→ Document text
# 19V AC Accessories - How to wire?



## Necro (Nov 19, 2010)

How do I wire these to lights, particularly of different voltages, to make sure I don't fry the bulbs? Or...do I basically just need to use lights that are compatible?

And do I wire in parallel or in series? 

Or...since this is AC...is something completely different than what I'm used to with DC?

And what if the accessory doesn't list a voltage?


----------



## T-Man (May 16, 2008)

Accessory voltage is standard they operate at 19 volts. Unless you got something different.


----------



## Necro (Nov 19, 2010)

Hrm...no, I just saw some lights and things that were listed as different voltages. And good to know that if it isn't listed, it's 19V.


----------



## Bucklaew (Oct 7, 2010)

Boy you ask the hard questions. Let us assume 14VAC. OK here goes. Most LEDs have a voltage requirement. for instance. If you have 2 7VAC you would wire them in series. if you have 4 7VAC lamps you would make pairs in series and then take your 2 pairs and connect them in parallel. One paralell legs make sure the voltage drop across any one leg equals 14VAC. ie. 7 2VAC bulbs would be connected in series, and then added to the above as a paralell leg.

Hope this helps.


----------



## T-Man (May 16, 2008)

Extracted data entries:
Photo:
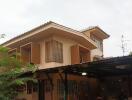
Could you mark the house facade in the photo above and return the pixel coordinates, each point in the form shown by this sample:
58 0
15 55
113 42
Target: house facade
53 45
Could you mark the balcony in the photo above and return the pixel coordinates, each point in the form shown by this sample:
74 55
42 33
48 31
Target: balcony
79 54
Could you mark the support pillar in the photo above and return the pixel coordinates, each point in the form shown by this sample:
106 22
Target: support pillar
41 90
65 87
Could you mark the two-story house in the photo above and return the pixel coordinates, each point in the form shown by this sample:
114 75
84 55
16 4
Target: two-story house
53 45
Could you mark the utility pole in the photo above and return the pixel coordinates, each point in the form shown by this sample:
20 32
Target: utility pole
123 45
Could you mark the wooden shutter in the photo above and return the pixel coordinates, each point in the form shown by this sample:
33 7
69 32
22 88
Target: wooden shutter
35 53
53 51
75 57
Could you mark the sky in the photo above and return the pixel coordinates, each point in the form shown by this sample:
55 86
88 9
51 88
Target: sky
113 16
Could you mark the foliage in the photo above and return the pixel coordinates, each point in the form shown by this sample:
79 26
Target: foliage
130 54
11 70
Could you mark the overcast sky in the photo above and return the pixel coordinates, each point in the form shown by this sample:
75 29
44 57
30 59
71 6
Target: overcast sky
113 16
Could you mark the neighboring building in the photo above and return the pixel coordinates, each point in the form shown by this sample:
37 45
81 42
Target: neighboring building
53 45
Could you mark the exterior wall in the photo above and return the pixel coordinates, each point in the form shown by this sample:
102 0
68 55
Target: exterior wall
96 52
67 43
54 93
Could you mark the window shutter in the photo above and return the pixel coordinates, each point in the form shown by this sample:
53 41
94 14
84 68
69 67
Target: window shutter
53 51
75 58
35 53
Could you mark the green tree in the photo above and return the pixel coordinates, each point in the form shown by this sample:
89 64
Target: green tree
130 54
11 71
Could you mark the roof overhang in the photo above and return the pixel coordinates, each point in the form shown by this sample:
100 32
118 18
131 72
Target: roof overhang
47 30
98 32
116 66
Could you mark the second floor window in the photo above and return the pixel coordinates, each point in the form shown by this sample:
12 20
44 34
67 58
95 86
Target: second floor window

→ Instruction
Resume the forum thread on wiring 19V AC accessories, picking up after its last line.

→ Task result
I don't think the question is that difficult. Aren't we discussing common accessories that you buy? Wiring bulbs of different voltages for lighting is different. It's a case by case thing so I imagine the question would be more specific.
For any lights you consider AC,DC, voltage, amperage, LED or incandescent.


----------



## Necro (Nov 19, 2010)

Well, these were what instigated the question. They have 17-21V ones as well. I was going to use them to light structures. 

I also have a few other light accessories I grabbed and didn't know what the voltage was on those - all HO scale.


----------



## gc53dfgc (Apr 13, 2010)

as long as you don't go over there maximum voltage they will not burn up if you go lower than there maximum it will not hurt them it will just make them dimmer. this however would not apply to LED's but since the ones in the link are incandesent it will not matter just make sure the transformer in question does not exceed the maximum of the bulbs.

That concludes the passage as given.